-- Opening Marker --

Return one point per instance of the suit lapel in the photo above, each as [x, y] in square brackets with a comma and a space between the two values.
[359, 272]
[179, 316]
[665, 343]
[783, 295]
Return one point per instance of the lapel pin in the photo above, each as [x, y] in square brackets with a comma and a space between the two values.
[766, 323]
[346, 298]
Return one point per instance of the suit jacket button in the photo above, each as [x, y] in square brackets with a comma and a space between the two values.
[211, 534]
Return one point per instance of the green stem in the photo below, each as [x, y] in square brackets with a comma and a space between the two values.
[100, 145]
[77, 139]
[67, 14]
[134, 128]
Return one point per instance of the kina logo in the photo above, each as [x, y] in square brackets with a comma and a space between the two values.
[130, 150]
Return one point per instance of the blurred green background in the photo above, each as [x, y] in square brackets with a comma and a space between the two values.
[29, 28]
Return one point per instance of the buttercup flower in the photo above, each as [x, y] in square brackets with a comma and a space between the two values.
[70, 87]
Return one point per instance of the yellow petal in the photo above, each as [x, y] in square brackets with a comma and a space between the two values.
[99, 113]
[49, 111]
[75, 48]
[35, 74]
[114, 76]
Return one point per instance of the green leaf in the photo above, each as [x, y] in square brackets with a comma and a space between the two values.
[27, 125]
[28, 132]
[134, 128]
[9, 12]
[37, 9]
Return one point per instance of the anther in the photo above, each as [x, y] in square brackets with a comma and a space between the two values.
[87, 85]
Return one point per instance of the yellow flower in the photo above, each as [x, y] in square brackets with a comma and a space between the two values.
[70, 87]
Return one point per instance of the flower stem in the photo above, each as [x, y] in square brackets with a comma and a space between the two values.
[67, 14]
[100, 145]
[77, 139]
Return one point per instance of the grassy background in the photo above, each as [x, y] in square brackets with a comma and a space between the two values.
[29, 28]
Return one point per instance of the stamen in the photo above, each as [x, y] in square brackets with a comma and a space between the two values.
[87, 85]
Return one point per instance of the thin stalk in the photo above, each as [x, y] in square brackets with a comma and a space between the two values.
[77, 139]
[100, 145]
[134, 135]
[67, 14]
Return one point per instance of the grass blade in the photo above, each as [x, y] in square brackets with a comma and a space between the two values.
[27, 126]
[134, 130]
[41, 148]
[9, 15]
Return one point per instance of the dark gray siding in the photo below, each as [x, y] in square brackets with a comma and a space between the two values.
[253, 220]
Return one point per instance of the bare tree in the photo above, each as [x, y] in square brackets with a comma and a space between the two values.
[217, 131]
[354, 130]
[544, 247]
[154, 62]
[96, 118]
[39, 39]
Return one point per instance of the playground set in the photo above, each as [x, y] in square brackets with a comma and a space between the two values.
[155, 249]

-- Closing Marker --

◆ **Task directions**
Repeat all of the data shown above, exactly as it appears.

◆ **Exercise result**
Return one point per instance of the suit lapel in the photo above, each as [x, y] in square brackets with a comma and a space between the two values.
[359, 272]
[179, 316]
[665, 343]
[783, 295]
Return one point per instance of the lapel pin in the photo above, each as [x, y] in square brackets with a comma and a space between the two values.
[766, 323]
[346, 298]
Return one point per instance of the suit jacket button in the photo above, each as [x, y] in square brackets with a comma and a space between the two values.
[211, 534]
Return one point per instance of the green stem in the photo below, each as [x, y] in square brackets with a comma and a space between the two values.
[100, 145]
[77, 139]
[67, 14]
[134, 128]
Return one point per instance of the kina logo in the photo above, each as [x, y] in square brackets with a comma and a space between the two values.
[130, 150]
Return one point per instance of the blurred green background in the photo above, each as [x, y] in square brackets with a comma and a space between the two values.
[29, 28]
Return one point per instance of the buttercup flower in the photo above, each as [x, y] in square brackets with a comma and a space between the two values.
[70, 87]
Return one point per instance of the yellow petal in the photo above, each as [x, y] in square brackets with a comma and a space between the two values.
[99, 113]
[49, 111]
[75, 48]
[35, 74]
[114, 76]
Return one point per instance of the green leaf in the photo above, each as [x, y] in square brackets with a comma and a space between the two values.
[27, 125]
[28, 132]
[134, 128]
[9, 12]
[37, 9]
Return one point per instance of the anther in the photo above, each as [x, y] in square brackets with a comma and a space between the two values.
[87, 85]
Return one point per instance of the yellow flower in the photo above, each as [x, y] in square brackets with a comma and a space between the two values.
[70, 87]
Return one point per instance of the flower stem in the photo above, each as [x, y] in square brackets with a comma and a space between the two values.
[67, 14]
[100, 145]
[77, 139]
Return one point per instance of the grassy background in the photo above, each as [x, y] in square brackets with a comma and a space between the two values.
[29, 28]
Return one point per instance of the stamen in the photo above, each as [x, y] in square brackets with a comma and a space between the two values.
[87, 85]
Return one point per instance of the thin stalk in the photo above, each as [x, y] in square brackets with a comma and a space between the two values.
[77, 139]
[100, 145]
[134, 135]
[67, 14]
Return one point per instance of the grass blade in the photo above, each as [x, y] in square brackets with a comma and a space between the two values.
[27, 126]
[134, 130]
[41, 148]
[9, 15]
Return one point per instance of the dark gray siding in the photo below, each as [x, y] in square brackets with a comma and a space between the two values.
[253, 220]
Return one point per instance of the bare tree in the photo above, each as [x, y] in square brackets with a comma and a space between the two values.
[217, 131]
[354, 130]
[544, 247]
[154, 62]
[96, 118]
[39, 39]
Return one point per instance of the playground set in the photo above, each as [x, y] in square brackets with a comma and a space between the two values.
[155, 249]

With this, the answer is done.